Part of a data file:

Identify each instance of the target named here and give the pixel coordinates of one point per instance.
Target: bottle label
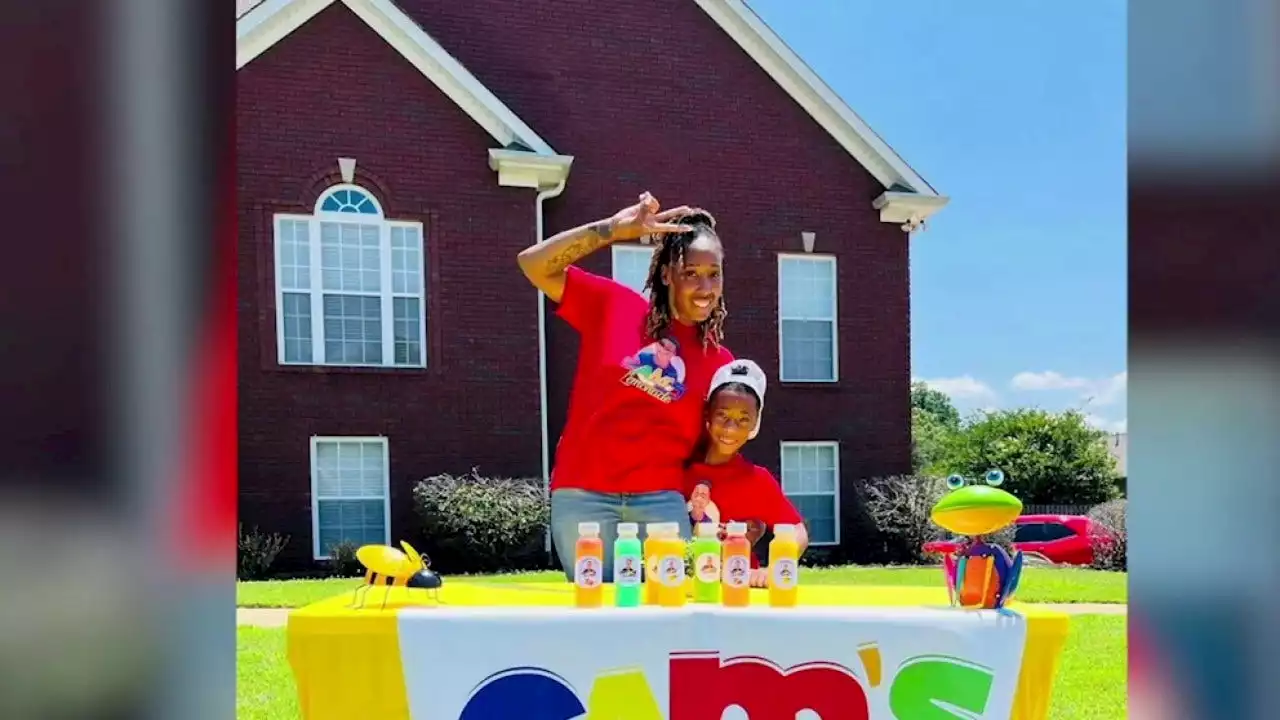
(586, 572)
(626, 570)
(708, 568)
(737, 572)
(785, 574)
(672, 570)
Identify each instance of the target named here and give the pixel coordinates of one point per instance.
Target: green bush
(1111, 550)
(1047, 458)
(897, 509)
(256, 552)
(478, 524)
(343, 563)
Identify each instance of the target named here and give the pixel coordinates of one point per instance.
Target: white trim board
(272, 21)
(805, 87)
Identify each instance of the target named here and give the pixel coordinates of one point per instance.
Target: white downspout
(542, 352)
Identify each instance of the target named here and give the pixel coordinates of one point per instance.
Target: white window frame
(316, 287)
(833, 495)
(835, 317)
(316, 551)
(630, 249)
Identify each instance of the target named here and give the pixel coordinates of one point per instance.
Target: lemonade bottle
(627, 561)
(784, 566)
(588, 566)
(707, 564)
(652, 537)
(736, 591)
(671, 566)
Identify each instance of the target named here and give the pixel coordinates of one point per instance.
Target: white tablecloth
(709, 662)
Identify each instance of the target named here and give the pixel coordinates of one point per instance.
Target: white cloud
(964, 387)
(1093, 392)
(1109, 425)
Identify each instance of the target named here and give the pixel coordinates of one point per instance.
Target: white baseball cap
(743, 372)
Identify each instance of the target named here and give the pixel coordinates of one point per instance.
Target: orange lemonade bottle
(671, 566)
(652, 537)
(589, 566)
(736, 568)
(784, 566)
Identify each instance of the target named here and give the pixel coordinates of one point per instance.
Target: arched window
(350, 285)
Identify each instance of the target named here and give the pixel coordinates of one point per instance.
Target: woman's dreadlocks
(671, 253)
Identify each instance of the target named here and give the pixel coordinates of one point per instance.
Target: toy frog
(981, 574)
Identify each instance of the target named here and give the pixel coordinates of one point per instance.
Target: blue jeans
(571, 506)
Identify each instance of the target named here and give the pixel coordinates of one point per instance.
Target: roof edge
(754, 36)
(272, 21)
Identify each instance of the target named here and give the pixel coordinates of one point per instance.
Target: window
(810, 479)
(631, 265)
(1042, 532)
(350, 285)
(807, 318)
(350, 492)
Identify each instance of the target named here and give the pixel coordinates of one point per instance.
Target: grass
(1091, 682)
(1038, 584)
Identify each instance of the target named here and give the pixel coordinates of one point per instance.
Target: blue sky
(1016, 112)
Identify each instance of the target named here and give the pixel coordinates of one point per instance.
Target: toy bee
(389, 568)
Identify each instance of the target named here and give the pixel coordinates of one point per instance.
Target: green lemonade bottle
(707, 563)
(627, 563)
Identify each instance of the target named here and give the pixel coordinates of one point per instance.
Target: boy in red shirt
(725, 487)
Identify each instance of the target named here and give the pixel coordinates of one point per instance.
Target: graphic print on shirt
(657, 369)
(700, 506)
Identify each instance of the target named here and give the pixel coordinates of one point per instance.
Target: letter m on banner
(703, 687)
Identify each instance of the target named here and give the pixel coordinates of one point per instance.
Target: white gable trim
(789, 71)
(272, 21)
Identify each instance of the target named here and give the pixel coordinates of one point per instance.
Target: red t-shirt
(739, 491)
(635, 410)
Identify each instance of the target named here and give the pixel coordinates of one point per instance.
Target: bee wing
(382, 559)
(414, 557)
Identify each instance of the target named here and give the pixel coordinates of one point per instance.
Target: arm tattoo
(581, 246)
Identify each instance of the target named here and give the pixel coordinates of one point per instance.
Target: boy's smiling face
(730, 418)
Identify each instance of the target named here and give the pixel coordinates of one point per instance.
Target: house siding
(638, 94)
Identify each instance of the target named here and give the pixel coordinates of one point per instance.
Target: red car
(1063, 540)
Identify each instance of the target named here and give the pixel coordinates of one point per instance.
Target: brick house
(394, 156)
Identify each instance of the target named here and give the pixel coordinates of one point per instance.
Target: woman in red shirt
(643, 369)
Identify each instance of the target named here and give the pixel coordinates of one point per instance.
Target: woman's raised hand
(644, 219)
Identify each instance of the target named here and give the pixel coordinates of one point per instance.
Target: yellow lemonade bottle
(652, 536)
(736, 591)
(784, 566)
(671, 566)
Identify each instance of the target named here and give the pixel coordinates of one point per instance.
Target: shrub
(255, 552)
(897, 509)
(1111, 546)
(343, 563)
(478, 524)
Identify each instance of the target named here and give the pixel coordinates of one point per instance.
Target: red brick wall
(334, 89)
(647, 96)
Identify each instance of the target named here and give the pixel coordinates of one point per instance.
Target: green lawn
(1091, 683)
(1038, 584)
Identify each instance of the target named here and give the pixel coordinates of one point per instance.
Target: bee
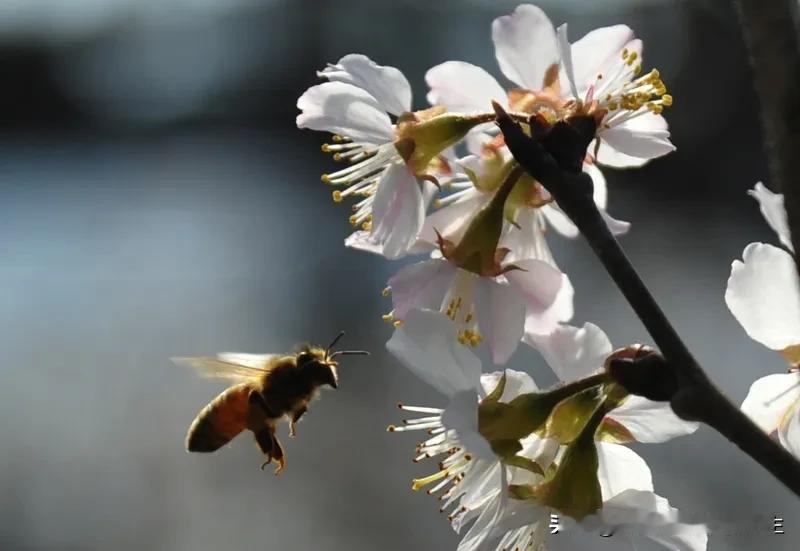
(269, 387)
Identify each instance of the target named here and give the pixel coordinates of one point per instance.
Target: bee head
(316, 365)
(319, 364)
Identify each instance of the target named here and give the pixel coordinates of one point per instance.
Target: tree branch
(554, 160)
(772, 34)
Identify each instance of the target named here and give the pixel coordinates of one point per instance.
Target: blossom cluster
(440, 182)
(764, 296)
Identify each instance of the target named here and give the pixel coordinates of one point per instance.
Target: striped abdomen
(221, 420)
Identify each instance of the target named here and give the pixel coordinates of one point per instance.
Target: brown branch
(771, 32)
(555, 160)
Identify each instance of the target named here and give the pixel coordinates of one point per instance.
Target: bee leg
(295, 418)
(277, 454)
(265, 440)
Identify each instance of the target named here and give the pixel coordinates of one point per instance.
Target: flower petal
(651, 422)
(763, 295)
(344, 109)
(463, 87)
(421, 285)
(789, 433)
(619, 469)
(770, 398)
(501, 317)
(645, 137)
(680, 536)
(525, 46)
(461, 415)
(774, 213)
(567, 68)
(426, 344)
(398, 211)
(517, 382)
(572, 352)
(452, 220)
(595, 52)
(386, 84)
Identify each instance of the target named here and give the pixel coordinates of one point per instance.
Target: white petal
(597, 52)
(617, 227)
(770, 398)
(421, 285)
(567, 68)
(426, 344)
(386, 84)
(517, 382)
(528, 240)
(561, 311)
(573, 352)
(452, 221)
(398, 211)
(651, 422)
(525, 46)
(537, 283)
(763, 295)
(634, 508)
(599, 185)
(789, 433)
(644, 137)
(461, 415)
(774, 213)
(619, 469)
(463, 87)
(501, 317)
(344, 109)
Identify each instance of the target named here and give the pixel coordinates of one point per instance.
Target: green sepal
(523, 462)
(574, 489)
(571, 415)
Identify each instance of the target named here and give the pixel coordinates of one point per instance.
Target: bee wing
(223, 367)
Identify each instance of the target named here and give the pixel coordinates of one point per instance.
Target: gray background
(156, 200)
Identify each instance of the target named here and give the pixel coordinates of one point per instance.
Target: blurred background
(156, 200)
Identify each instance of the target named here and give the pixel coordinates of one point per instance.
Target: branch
(771, 30)
(554, 160)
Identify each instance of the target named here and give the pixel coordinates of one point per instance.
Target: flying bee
(269, 388)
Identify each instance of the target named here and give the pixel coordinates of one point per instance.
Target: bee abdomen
(220, 421)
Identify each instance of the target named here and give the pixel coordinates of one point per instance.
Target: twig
(772, 33)
(553, 162)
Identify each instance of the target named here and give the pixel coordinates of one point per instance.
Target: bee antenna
(348, 353)
(333, 343)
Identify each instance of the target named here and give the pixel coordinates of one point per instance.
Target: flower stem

To do =
How many lines above contain the word "branch"? Treat uppercase and lowercase as distinct, and give only the number.

Correct output =
3